■ 本文

+-------+

正式名称は宅地建物取引士。昔は宅地建物取引主任者と言っていた。
概要
主に顧客に土地や建物を販売する際や、マンションやアパートを貸す際に必要な資格である。
不動産の取引は非常に高額であるため、専門的知識を持った人間が行うべき、という考えから宅建の国家資格が設定されている。
不動産業を営む事業所では従業員の5人に1人以上の割合で宅建資格の保有者を置かなければならない(必置資格)とされており、また、一部の業務(顧客への説明、契約書へのサインなど)は宅建資格の保有者じゃないとできない(業務独占資格)と決められている。
しばしば「就職に強い資格」の一つとして紹介されることがある。
宅建試験
年間受験者数は20万人を超えることが多く、情報処理技術者試験や危険物取扱者試験などと並ぶマンモス級の国家試験の一つとなっている。
法律系の国家試験の中では比較的やさしい部類に属することから「法律系国家資格の入門編」として非常に高い人気を誇っており、不動産業界の関係者だけでなく大学生の受験者も多い。
司法試験(弁護士)や税理士試験などと異なり受験資格は無いので、誰でも受験できる。ただし18歳未満の者は試験に合格しても宅建資格を得ることはできない。また、18歳以上の者でも試験合格後に登録実務講習を受けるか、不動産取引の実務経験(2年以上)を積まないと宅建資格を得ることができない。宅建試験に合格しただけでは宅建資格を得ることはできない、と覚えておこう。
マークシート方式の試験で4択問題のみが50問出題されるが、大学法学部でもあまりなじみのない法律の問題が出題されるため難易度は高い。
合格するためには(年にもよるが)35〜40問以上正解する必要がある。
平成時代以降は全ての年で合格率が20%を下回っており、準難関資格(B級資格)の一つとなっている。
なお不動産業界で働いている人向けの特権として、指定された講習を受けて修了試験に合格すれば5問が免除されるという制度も用意されている。
難易度
他の法律・不動産系の国家資格(行政書士、司法書士、社会保険労務士、土地家屋調査士など)と比較するとまだ簡単な方であるとされる。しかしこれはあくまで相対的に簡単というだけの話であって、法律や不動産の知識がほとんど無い人にとっては難関資格に近い(片足を突っ込んだ)レベルとなる。
既に大学の法学部等である程度法律を学んだ人はともかく、そうでない人は最低でも200時間以上の勉強量は覚悟しておくこと。先述の通り受験資格は特に設定されていないので理論上は高卒でも取れる資格だが、実際には資格保有者の最終学歴は大卒以上が多い。

+-------+

■ やること
本文によると、不動産業を営む事業所は、宅建資格の保有者を従業員に対してどれだけの割合で置かなければならないか。 本文だけを手がかりにする。

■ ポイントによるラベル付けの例
+-------+

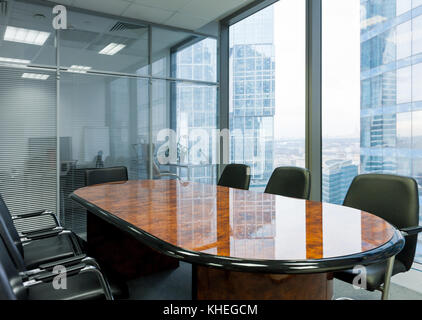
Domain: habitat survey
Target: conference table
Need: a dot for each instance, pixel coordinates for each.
(241, 244)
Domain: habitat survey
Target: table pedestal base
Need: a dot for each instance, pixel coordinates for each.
(215, 284)
(120, 254)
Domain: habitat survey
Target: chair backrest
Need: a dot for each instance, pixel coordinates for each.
(103, 175)
(393, 198)
(236, 176)
(291, 182)
(8, 222)
(11, 286)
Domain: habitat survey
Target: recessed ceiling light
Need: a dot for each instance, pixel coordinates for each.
(12, 60)
(79, 69)
(112, 48)
(36, 76)
(26, 36)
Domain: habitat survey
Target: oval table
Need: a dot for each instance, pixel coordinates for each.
(242, 244)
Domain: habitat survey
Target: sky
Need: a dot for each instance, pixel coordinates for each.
(340, 68)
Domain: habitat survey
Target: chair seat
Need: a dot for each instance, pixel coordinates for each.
(374, 274)
(84, 286)
(47, 250)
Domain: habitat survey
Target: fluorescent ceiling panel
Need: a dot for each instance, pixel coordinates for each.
(27, 36)
(112, 49)
(36, 76)
(79, 69)
(11, 60)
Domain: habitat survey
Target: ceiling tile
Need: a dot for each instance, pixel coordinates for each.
(186, 21)
(115, 7)
(150, 14)
(172, 5)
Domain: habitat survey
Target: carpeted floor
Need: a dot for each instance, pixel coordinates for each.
(176, 285)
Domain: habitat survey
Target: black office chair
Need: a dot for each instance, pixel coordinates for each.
(38, 221)
(395, 199)
(236, 176)
(84, 281)
(40, 247)
(104, 175)
(290, 182)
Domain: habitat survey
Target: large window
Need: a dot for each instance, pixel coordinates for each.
(114, 96)
(372, 78)
(267, 89)
(194, 110)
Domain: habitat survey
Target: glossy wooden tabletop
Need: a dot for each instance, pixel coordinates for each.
(236, 223)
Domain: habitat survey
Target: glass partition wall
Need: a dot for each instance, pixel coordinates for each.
(101, 93)
(371, 89)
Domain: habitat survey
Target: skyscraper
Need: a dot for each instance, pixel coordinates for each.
(391, 80)
(337, 175)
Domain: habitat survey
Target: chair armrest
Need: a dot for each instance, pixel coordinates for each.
(47, 277)
(36, 214)
(40, 235)
(29, 233)
(411, 231)
(64, 262)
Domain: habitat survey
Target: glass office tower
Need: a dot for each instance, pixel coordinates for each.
(386, 135)
(194, 109)
(252, 98)
(267, 95)
(391, 80)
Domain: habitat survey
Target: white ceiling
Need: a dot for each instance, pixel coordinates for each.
(188, 14)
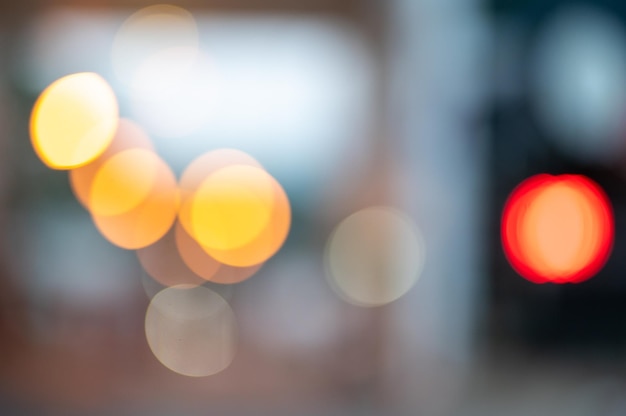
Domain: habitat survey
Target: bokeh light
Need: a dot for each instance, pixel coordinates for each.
(557, 228)
(191, 330)
(201, 168)
(374, 256)
(231, 207)
(124, 181)
(74, 120)
(205, 266)
(163, 262)
(267, 242)
(129, 135)
(234, 210)
(150, 219)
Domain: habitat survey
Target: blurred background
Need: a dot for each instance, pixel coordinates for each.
(423, 115)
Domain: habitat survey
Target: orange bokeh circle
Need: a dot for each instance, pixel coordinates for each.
(557, 228)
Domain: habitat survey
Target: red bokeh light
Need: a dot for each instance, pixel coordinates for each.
(557, 229)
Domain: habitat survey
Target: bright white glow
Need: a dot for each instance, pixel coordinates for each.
(295, 93)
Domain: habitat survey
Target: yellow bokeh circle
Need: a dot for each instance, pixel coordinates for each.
(74, 120)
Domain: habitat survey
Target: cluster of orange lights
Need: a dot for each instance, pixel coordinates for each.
(557, 229)
(224, 218)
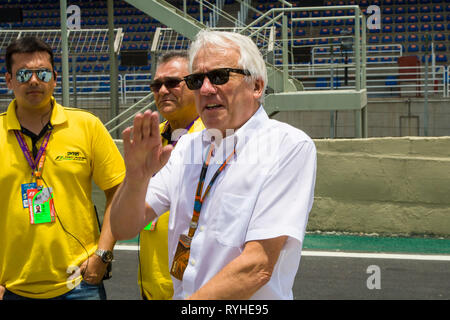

+-------+

■ 解答例
従業員の5人に1人以上の割合で置かなければならない。